**What is being asked**
Please rewrite the data transfer interface text from "1. If the data" down to "multiple send iterations.", putting "blocks" in place of "chunks".

**Given passage**

__________

Data Transfer Interface Considerations - 2022.1 English

Global Memory I/O

VSC allows two modes of transfers between the global memory and the accelerator interface as described in Guidance Macros:

1. DATA_COPY - drop-in a data mover, an efficiently designed RTL IP, that will automate certain features like bursting and data width manipulation on M_AXI interface to global memory. On the accelerator side, this interface supports both sequential access of data as in the Vitis HLS ap_fifo interface, and random access of data as in the Vitis HLS ap_memory interface.
2. ZERO_COPY - connects the M_AXI interface from the global memory platform port to the accelerator

The following considerations are recommended for definition of the compute() function interface:

1. If the data size (all compute arguments) is too big to fit into the device DDR, split up the large alloc_buf into smaller chunks of computation over multiple send iterations.
2. It is generally recommended to use DATA_COPY and SEQUENTIAL access pattern, especially when the accelerator code does sequential input data access.
3. If the accelerator code does random access of the data, and the code cannot be modified to access the data sequentially, then use the random access pattern if the data fits into device RAM (BRAM or URAM). Otherwise use ZERO_COPY.

Sequential Access Pattern

For a PE port data that is accessed sequentially by the kernel code, use ACCESS_PATTERN(data, SEQUENTIAL);

VSC requires the size of the data at runtime. This must be done through the DATA_COPY macro. For example, DATA_COPY(data, data[numData]);

Both data and numData will have to be passed as arguments to the kernel, even if the kernel for example would not use numData, it still has to be provided as an argument. In general, numData can be any expression as long as it can be evaluated at runtime in terms of the kernel function arguments. The following example is allowed in the accelerator class declaration, though perhaps not very practical:

DATA_COPY(data, data[m * log(n) + 5]);
...

__________

**Dataset**

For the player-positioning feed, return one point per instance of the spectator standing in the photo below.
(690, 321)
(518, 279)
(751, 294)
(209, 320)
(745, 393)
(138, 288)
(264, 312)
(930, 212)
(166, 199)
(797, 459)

__________

**Exercise output**
1. If the data size (all compute arguments) is too big to fit into the device DDR, split up the large alloc_buf into smaller blocks of computation over multiple send iterations.